Please reproduce the data below, switching "crop-scouting record" to "field survey log" wherever it occurs and leaving everything else unchanged.

──────────────────────────────

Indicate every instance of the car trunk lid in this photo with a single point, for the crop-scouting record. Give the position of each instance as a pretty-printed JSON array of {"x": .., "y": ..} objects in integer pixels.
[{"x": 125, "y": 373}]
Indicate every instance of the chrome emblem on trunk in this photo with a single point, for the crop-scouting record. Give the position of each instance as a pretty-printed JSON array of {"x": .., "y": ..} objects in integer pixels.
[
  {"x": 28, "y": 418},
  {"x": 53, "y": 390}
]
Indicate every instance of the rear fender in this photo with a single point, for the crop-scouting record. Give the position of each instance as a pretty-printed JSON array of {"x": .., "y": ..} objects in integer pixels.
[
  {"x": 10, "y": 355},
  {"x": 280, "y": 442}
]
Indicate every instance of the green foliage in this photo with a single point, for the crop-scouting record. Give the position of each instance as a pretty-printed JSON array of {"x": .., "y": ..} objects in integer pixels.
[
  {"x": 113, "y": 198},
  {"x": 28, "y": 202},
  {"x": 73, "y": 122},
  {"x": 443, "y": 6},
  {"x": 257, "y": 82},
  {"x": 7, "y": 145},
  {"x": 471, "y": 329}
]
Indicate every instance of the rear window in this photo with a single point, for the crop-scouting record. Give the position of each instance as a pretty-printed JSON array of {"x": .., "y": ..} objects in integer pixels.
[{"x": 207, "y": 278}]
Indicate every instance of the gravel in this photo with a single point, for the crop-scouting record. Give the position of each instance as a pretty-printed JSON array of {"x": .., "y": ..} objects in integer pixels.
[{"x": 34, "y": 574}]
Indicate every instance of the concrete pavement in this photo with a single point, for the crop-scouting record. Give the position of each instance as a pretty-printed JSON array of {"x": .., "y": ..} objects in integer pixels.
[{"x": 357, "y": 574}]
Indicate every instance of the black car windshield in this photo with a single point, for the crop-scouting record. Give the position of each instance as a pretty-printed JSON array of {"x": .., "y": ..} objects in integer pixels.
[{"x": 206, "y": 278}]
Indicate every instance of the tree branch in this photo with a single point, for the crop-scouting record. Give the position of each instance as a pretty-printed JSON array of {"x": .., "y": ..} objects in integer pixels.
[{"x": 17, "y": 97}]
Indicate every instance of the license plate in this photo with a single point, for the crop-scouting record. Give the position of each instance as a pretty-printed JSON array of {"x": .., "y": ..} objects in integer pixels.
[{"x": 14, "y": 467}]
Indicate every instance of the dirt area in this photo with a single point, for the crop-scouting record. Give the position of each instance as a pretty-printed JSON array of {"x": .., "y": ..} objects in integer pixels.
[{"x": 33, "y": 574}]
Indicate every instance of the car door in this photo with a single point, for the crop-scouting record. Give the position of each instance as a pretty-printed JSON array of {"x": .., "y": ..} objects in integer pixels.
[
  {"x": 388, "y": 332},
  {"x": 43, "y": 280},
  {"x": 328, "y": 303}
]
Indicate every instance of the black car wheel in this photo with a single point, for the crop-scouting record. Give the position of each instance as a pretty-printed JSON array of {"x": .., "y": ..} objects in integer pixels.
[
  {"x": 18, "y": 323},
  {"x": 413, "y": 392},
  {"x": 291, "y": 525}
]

──────────────────────────────

*EXPECTED OUTPUT*
Indicate every instance of the car trunk lid in this photo with a single point, for the field survey log. Give the position of each instance as a pretty-printed JSON array of {"x": .., "y": ..} objects in integer pixels.
[{"x": 125, "y": 373}]
Indicate every instance of the chrome emblem on trunk in this photo with a single point, for the field survey log. Give the position of each instance as a pretty-printed JSON array of {"x": .., "y": ..} objects in integer pixels.
[
  {"x": 28, "y": 418},
  {"x": 53, "y": 390}
]
Indicate every instance of the rear fender in this photo with a single point, for the field survey log. Give the position of each instance as a pretty-printed JSON array of {"x": .., "y": ..} objects in integer pixels.
[
  {"x": 10, "y": 355},
  {"x": 280, "y": 442}
]
Indicate every instance of the green foliage in this photo with a single point, for the field survey log. Give the position of each instance as a pretty-printed JSON array of {"x": .., "y": ..} objects in integer pixels.
[
  {"x": 113, "y": 198},
  {"x": 28, "y": 202},
  {"x": 73, "y": 122},
  {"x": 443, "y": 6},
  {"x": 257, "y": 82},
  {"x": 7, "y": 145},
  {"x": 471, "y": 329}
]
Indicate every instance of the rear window in this photo with a single point, for the field survey log. Give the position of each instance as a pretty-printed JSON array of {"x": .., "y": ..} objects in integer pixels.
[{"x": 207, "y": 278}]
Indicate every instance of the gravel in this photo with a single point, for the field survey log. Give the position of each instance as a pretty-printed JSON array of {"x": .., "y": ..} objects in integer pixels.
[{"x": 34, "y": 574}]
Indicate every instance of the concrete pavement in this photo with a single point, for the field survey log. Give the position of each instance as a pretty-printed JSON array of {"x": .., "y": ..} objects in integer pixels.
[{"x": 357, "y": 574}]
Indicate every instance of the black car windshield in this photo with a single point, for the field survey log. Give the position of each instance as a pretty-printed JSON array of {"x": .., "y": ..} objects in integer pixels.
[{"x": 206, "y": 278}]
Indicate every instance of the tree branch in this photo with a single point, for the field survey log. Give the position of each instance as a pretty-printed JSON array of {"x": .., "y": ..} objects in integer pixels.
[{"x": 17, "y": 97}]
Indicate every instance of the license plate in this photo with a single point, for the field survey log. Give the position of each instance as a pretty-printed JSON array of {"x": .., "y": ..} objects in integer pixels.
[{"x": 14, "y": 467}]
Indicate every instance of the dirt area in this photo with a single point, for the field survey log. Give the position of each instance as a pretty-printed JSON array of {"x": .., "y": ..} objects in integer pixels.
[{"x": 33, "y": 574}]
Indicate every instance of the car door in this photo with a single point, for the field survey log. Give the position of each instance as a pretty-printed JSON array of {"x": .., "y": ..} objects in integer pixels.
[
  {"x": 388, "y": 332},
  {"x": 43, "y": 280},
  {"x": 328, "y": 303}
]
Indicate every instance of the black car wheel in this photo with a single point, for the field survey log. Give the position of each instance as a pretty-printed JSON array of {"x": .., "y": ..} objects in integer pixels.
[
  {"x": 18, "y": 323},
  {"x": 413, "y": 392},
  {"x": 291, "y": 525}
]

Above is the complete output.